Exercises to complete >>
a) Copy the carburetor thread word for word from "You left off" to "the air screw.".
b) In the carburetor thread, which engine does Treereaper say the Mikuni carburetor is on?

# Mikuni Carburetor question



## Treereaper (Jul 10, 2011)

Hi;
I have a Mikuni carb on a 5hp Kawasaki engine that requires a new gasket on the intake manifold side, the carburetor face has a small hole in it and I'm wondering if the gasket can cover this hole or should it be left open?
Thanks.


----------



## AVB (Nov 28, 2014)

What is engine model numbers? Need to look the IPL.


----------



## Treereaper (Jul 10, 2011)

AVB;
The engine is a Kawasaki 5hp FA210.
The carburater is discontinued.
This is an old Sears ipl http://c.searspartsdirect.com/lis_png/PLDM/00055572-00003.png

I believe this is the repair kit Genuine Kawasaki Carburetor Rebuild Kit 99969 0770A Fits 5HP FA210 FG200 | eBay


----------



## AVB (Nov 28, 2014)

You left off the 4 character Alpha-nurmber that is the spec number for FA210D. There only about 30 different specs for the engine series. but as now it appears that there is no need for the vent port.

I also use a different vendor than SearsPartsDirect and they maybe still be able to get carburetor from Kawasaki just depends on the spec number.


----------



## Treereaper (Jul 10, 2011)

The carb itself is fine, I made new gaskets but I don't know what that little hole is or if it can be covered over with the gasket.
It's on the engine side and close to the air screw.

Stored data >>
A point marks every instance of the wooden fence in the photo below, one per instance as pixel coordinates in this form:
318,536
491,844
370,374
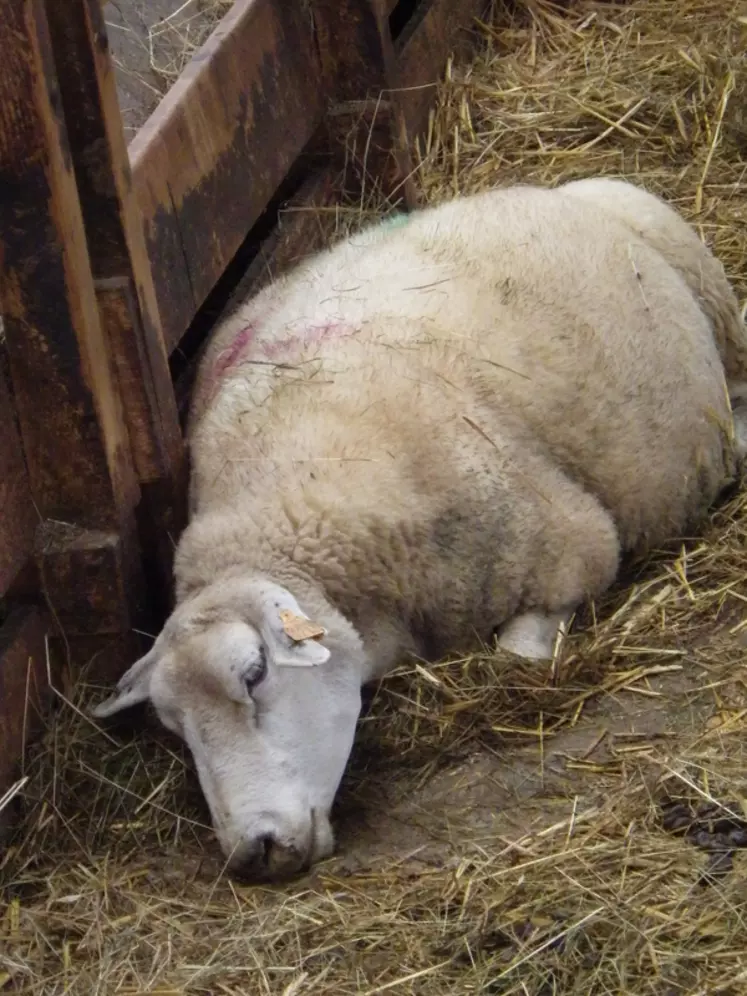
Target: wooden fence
109,253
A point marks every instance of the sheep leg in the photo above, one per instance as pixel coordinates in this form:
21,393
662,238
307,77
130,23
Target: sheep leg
532,634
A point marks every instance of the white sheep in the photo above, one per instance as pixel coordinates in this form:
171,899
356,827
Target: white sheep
429,433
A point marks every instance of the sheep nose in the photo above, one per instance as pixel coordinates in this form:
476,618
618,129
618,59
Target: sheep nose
264,858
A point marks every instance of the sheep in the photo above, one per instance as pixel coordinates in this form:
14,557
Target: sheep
431,435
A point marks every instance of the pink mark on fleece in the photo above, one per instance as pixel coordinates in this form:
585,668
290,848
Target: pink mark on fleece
270,351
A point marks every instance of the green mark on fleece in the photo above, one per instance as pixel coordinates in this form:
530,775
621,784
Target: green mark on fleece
395,221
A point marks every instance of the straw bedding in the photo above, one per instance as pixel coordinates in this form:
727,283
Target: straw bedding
509,829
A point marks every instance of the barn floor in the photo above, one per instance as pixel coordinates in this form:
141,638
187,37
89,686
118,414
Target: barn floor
579,828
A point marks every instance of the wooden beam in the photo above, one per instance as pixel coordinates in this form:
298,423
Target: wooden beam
74,434
367,119
17,516
213,154
65,386
439,28
119,261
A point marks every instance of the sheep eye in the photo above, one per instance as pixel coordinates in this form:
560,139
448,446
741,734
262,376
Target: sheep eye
256,671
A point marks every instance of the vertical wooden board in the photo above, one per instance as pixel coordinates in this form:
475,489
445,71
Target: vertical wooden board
439,28
17,516
210,158
115,234
23,686
75,439
367,119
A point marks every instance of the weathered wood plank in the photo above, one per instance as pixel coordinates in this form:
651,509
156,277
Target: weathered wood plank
17,516
438,28
114,230
74,434
23,686
300,230
367,120
75,438
214,152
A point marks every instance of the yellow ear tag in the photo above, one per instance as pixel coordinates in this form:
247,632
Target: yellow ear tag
298,628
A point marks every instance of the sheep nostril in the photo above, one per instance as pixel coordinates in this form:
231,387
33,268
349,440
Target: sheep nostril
266,844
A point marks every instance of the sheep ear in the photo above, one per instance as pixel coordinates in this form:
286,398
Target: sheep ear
132,688
292,638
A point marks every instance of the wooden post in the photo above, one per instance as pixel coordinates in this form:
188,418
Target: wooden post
367,118
82,466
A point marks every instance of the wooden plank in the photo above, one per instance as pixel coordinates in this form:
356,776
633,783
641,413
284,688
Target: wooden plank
75,438
438,28
367,120
114,230
17,516
74,435
214,152
23,686
300,231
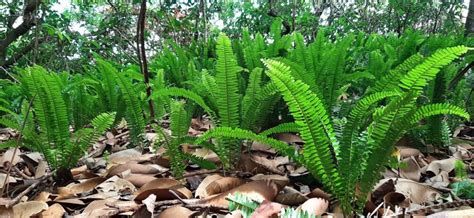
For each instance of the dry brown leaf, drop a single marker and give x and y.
(406, 152)
(116, 184)
(417, 192)
(7, 156)
(315, 206)
(139, 179)
(55, 210)
(135, 168)
(149, 202)
(175, 212)
(282, 181)
(412, 170)
(160, 187)
(267, 209)
(201, 189)
(394, 199)
(435, 167)
(318, 193)
(28, 209)
(439, 181)
(43, 196)
(258, 190)
(290, 196)
(466, 213)
(99, 208)
(221, 185)
(125, 156)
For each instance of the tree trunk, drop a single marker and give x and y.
(470, 19)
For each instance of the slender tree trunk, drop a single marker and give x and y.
(470, 19)
(142, 55)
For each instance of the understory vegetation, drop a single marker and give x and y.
(352, 92)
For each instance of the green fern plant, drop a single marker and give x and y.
(132, 107)
(180, 121)
(48, 130)
(369, 135)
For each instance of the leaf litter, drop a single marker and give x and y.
(115, 180)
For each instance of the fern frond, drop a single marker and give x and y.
(419, 76)
(236, 133)
(314, 124)
(134, 112)
(253, 89)
(391, 80)
(173, 91)
(281, 128)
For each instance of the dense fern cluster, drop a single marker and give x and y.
(350, 99)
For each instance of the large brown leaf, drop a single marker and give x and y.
(160, 187)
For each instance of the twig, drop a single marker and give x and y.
(18, 141)
(27, 190)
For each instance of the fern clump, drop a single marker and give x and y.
(48, 130)
(368, 136)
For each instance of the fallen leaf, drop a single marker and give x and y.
(139, 179)
(149, 202)
(175, 212)
(282, 181)
(28, 209)
(435, 167)
(267, 209)
(221, 185)
(290, 196)
(115, 184)
(259, 190)
(412, 170)
(315, 206)
(125, 156)
(55, 210)
(135, 168)
(99, 208)
(160, 187)
(201, 189)
(8, 155)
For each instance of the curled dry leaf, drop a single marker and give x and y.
(175, 212)
(318, 193)
(135, 168)
(393, 199)
(82, 187)
(28, 209)
(125, 156)
(160, 187)
(201, 189)
(267, 209)
(282, 181)
(116, 184)
(417, 192)
(259, 190)
(55, 210)
(435, 167)
(406, 152)
(139, 179)
(149, 202)
(221, 185)
(315, 206)
(290, 196)
(99, 208)
(412, 170)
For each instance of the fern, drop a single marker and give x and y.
(134, 112)
(227, 95)
(314, 124)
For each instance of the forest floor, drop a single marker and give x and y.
(114, 179)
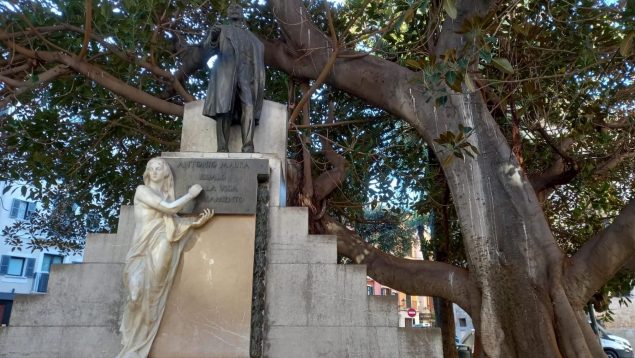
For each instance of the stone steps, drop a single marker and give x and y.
(112, 247)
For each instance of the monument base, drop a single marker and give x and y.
(209, 306)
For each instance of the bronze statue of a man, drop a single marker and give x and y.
(237, 80)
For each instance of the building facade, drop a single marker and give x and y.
(414, 311)
(22, 271)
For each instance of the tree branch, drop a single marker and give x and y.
(333, 178)
(610, 164)
(43, 77)
(601, 257)
(414, 277)
(100, 76)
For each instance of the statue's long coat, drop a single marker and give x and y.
(240, 60)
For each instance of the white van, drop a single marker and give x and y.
(614, 346)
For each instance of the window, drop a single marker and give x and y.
(16, 266)
(21, 209)
(49, 260)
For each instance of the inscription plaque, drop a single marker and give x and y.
(229, 185)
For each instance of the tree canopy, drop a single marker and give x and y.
(524, 109)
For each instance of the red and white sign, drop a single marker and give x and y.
(412, 312)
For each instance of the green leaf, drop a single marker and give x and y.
(448, 160)
(485, 55)
(440, 101)
(627, 44)
(469, 83)
(503, 65)
(413, 63)
(450, 7)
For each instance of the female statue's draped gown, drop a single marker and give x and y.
(148, 274)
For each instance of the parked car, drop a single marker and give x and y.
(615, 346)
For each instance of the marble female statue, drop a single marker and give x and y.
(158, 241)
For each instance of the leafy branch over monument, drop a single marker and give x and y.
(92, 89)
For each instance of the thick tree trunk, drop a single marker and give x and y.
(525, 297)
(445, 321)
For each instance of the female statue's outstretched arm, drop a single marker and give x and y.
(152, 199)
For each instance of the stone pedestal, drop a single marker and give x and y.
(208, 312)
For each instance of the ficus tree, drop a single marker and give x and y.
(527, 105)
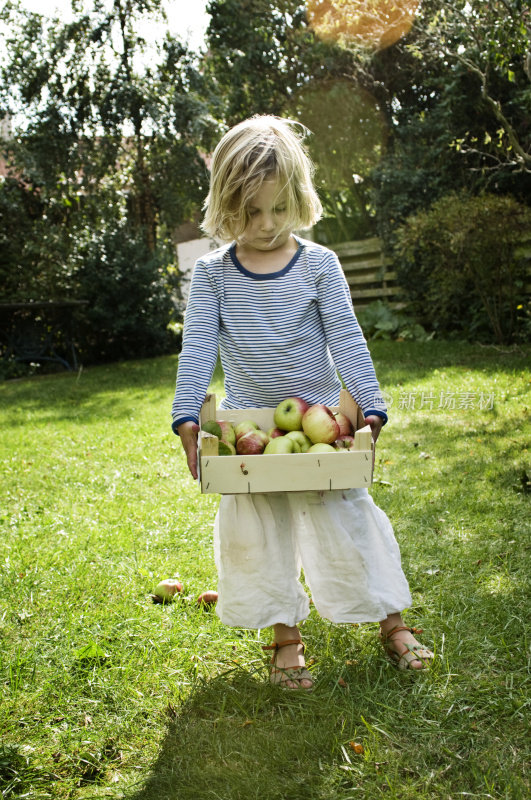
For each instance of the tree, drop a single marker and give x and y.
(108, 149)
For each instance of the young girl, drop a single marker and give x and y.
(279, 309)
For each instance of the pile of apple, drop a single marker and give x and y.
(299, 428)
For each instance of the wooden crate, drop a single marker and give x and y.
(294, 472)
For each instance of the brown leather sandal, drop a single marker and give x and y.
(416, 652)
(281, 675)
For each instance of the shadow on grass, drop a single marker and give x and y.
(112, 390)
(238, 737)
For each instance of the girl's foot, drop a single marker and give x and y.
(401, 646)
(288, 667)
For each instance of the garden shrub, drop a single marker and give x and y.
(129, 301)
(463, 269)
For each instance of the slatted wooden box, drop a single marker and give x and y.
(293, 472)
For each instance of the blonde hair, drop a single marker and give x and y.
(255, 150)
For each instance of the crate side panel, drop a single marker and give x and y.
(281, 473)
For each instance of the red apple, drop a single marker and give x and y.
(207, 598)
(345, 425)
(252, 443)
(301, 439)
(319, 425)
(244, 427)
(274, 433)
(288, 414)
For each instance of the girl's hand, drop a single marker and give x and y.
(188, 432)
(376, 424)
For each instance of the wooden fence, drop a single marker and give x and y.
(369, 273)
(371, 276)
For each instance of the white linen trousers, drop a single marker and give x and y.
(344, 543)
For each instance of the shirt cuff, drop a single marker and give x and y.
(179, 421)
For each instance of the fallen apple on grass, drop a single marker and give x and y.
(166, 590)
(208, 598)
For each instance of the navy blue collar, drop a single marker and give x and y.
(269, 275)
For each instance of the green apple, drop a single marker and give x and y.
(226, 448)
(213, 427)
(227, 431)
(289, 412)
(301, 439)
(280, 445)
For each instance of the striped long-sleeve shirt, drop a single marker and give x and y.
(282, 334)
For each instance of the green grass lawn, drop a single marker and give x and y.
(105, 694)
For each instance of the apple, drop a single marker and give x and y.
(300, 439)
(321, 447)
(252, 443)
(319, 424)
(213, 427)
(244, 427)
(273, 433)
(345, 425)
(165, 591)
(226, 448)
(281, 444)
(344, 443)
(288, 414)
(207, 598)
(227, 431)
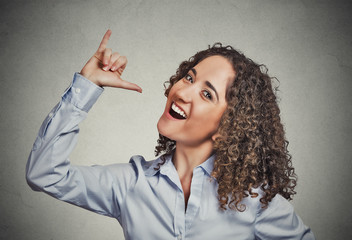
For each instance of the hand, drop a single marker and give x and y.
(105, 68)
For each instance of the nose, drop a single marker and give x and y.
(184, 94)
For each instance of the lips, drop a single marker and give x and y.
(176, 112)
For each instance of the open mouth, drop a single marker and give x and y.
(176, 112)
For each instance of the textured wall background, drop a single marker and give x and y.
(305, 44)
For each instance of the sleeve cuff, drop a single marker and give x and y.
(82, 93)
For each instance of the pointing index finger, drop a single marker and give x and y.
(104, 41)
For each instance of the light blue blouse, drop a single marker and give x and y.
(147, 201)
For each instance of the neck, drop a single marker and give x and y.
(186, 158)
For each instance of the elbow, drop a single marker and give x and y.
(33, 181)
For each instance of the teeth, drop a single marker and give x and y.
(179, 111)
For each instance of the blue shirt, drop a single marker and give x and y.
(147, 201)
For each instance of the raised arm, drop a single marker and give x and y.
(105, 67)
(99, 188)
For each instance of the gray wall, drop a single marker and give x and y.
(305, 44)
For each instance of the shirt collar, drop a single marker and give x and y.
(161, 164)
(165, 168)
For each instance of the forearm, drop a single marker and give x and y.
(48, 162)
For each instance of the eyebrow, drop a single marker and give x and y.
(207, 83)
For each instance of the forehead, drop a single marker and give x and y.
(217, 70)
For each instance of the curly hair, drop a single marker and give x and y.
(251, 151)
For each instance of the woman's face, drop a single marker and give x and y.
(196, 103)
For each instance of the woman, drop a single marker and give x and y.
(225, 173)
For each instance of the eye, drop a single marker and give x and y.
(207, 94)
(189, 78)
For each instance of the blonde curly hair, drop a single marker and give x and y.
(251, 151)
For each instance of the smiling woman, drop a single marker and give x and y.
(224, 170)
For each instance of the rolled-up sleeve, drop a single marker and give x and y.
(96, 188)
(279, 221)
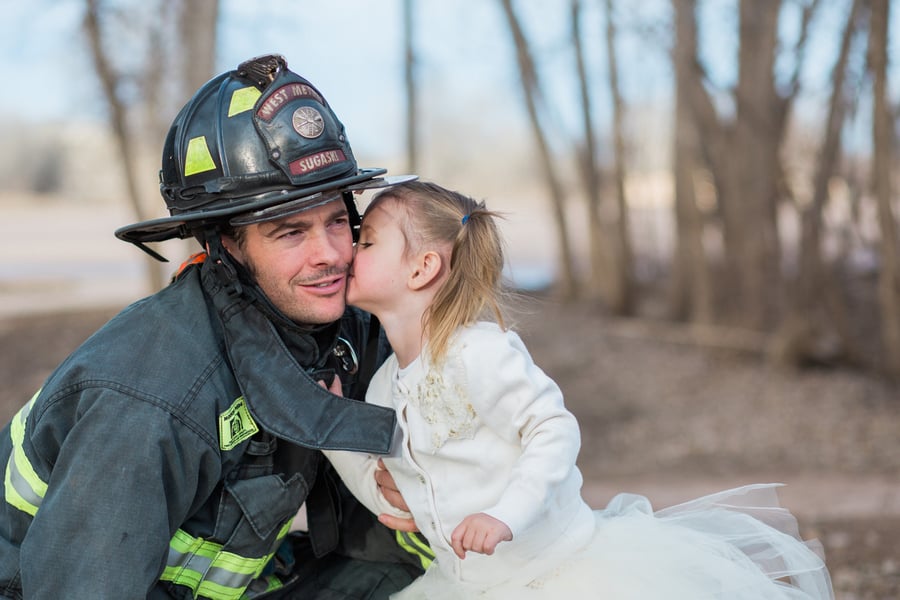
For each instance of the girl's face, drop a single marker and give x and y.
(380, 268)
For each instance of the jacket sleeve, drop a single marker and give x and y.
(522, 404)
(357, 471)
(126, 475)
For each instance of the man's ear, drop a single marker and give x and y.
(427, 267)
(232, 247)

Responses for each task >>
a)
You left off the 4 character Alpha-nurmber that is the spec number for FA210D. There only about 30 different specs for the engine series. but as now it appears that there is no need for the vent port.

I also use a different vendor than SearsPartsDirect and they maybe still be able to get carburetor from Kawasaki just depends on the spec number.


----------



## Treereaper (Jul 10, 2011)

The carb itself is fine, I made new gaskets but I don't know what that little hole is or if it can be covered over with the gasket.
It's on the engine side and close to the air screw.

b) A Kawasaki 5hp FA210.